Task item: What you return must match the records exactly.

Natural-language object grounding data:
━━━━━━━━━━━━━━━━━━━━━━━━━━━━━━
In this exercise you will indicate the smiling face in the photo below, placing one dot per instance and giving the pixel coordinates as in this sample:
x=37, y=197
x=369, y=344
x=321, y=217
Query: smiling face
━━━━━━━━━━━━━━━━━━━━━━━━━━━━━━
Answer section:
In this exercise you will indicate the smiling face in the photo below, placing one dot per instance and giving the pixel coordinates as in this sample:
x=37, y=197
x=369, y=344
x=321, y=217
Query: smiling face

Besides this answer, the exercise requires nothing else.